** start of TASK INPUT **

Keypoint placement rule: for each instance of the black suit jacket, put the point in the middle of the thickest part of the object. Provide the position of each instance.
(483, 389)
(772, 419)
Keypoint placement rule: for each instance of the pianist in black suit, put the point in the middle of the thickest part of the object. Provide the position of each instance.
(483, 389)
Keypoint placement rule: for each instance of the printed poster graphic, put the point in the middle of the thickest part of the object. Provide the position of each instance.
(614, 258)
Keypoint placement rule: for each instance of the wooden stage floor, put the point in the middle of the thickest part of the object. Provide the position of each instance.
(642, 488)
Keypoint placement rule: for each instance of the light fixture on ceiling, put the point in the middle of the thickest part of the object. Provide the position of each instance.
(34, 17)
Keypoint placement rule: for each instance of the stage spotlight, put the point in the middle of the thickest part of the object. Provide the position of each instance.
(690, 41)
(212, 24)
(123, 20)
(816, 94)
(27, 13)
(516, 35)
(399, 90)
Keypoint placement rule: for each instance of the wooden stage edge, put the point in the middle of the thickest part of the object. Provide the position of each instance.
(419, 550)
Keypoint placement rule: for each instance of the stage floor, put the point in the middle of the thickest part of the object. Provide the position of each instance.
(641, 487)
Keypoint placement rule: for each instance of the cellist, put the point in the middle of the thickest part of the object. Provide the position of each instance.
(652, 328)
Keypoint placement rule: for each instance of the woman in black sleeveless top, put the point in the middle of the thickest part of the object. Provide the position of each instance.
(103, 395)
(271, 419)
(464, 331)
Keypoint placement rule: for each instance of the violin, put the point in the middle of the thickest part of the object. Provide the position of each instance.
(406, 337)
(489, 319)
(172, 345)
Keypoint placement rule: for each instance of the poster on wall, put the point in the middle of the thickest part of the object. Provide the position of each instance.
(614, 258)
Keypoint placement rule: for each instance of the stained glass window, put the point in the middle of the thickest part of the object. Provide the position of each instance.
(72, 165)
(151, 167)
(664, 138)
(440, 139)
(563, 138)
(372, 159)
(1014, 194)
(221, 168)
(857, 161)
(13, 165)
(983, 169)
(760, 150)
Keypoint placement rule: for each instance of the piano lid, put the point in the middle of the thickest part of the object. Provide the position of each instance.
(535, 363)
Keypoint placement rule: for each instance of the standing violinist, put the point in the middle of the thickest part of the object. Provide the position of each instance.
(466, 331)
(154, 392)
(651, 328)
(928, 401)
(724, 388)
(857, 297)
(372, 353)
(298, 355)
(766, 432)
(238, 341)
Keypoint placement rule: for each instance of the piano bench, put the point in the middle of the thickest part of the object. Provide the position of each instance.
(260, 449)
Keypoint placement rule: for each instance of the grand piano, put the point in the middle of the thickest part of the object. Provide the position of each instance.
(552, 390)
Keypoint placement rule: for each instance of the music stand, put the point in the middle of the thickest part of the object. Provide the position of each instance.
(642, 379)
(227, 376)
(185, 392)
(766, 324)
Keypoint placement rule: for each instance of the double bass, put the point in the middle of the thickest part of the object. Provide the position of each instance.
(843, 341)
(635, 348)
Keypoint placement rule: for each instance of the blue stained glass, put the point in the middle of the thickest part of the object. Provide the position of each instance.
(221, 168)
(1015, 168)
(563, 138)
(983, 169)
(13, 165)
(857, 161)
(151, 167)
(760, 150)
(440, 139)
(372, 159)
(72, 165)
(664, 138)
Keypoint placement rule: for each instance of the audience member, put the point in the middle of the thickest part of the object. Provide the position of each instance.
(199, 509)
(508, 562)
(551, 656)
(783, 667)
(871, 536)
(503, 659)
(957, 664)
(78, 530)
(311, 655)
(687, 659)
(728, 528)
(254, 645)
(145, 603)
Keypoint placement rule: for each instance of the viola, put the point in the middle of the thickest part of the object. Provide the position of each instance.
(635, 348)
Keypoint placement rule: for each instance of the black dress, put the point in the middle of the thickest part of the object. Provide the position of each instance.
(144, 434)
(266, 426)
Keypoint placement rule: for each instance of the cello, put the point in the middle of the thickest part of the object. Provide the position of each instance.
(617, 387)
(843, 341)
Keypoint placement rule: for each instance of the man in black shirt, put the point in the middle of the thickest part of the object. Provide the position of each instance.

** end of TASK INPUT **

Starting with the line that contains "Keypoint placement rule: for each instance of the double", print each line through the last one in the listing. Include both end lines and add nothing.

Keypoint placement rule: for each instance of the double bass, put the point in the middle of the thickest part of the object. Provide the position of each instance.
(843, 341)
(635, 348)
Keypoint placement rule: for each instance of the blue stained glass, put the point in the middle of the thickest part of the object. Provide the position of each instance.
(221, 168)
(1015, 168)
(563, 138)
(983, 169)
(13, 165)
(857, 161)
(151, 167)
(760, 150)
(440, 139)
(372, 159)
(72, 165)
(664, 138)
Keypoint placement rule: for each instance of the audience member, put the point in the middle of the thickest part of the object. Provide the position of each instance.
(199, 509)
(508, 562)
(551, 656)
(783, 667)
(871, 536)
(503, 659)
(957, 664)
(78, 530)
(311, 655)
(687, 659)
(728, 528)
(254, 645)
(145, 603)
Keypoint placement rule: for each instance of the viola, put the point in the middle of the thickest part of the object. Provide the position of each instance.
(635, 348)
Keypoint placement rule: for each instance of the black dress, put the point in the middle of the thickest part of the object. Provide the position of each instance.
(144, 434)
(266, 426)
Keypoint placement rule: for each instance of the cello, put the point in the middle of the thickest part of the object. Provide the position of each instance.
(617, 387)
(843, 341)
Keypoint placement rule: for each instance of the man in black shirt, put the point in the middle of the thickest part of the object. Provide the position of each instance.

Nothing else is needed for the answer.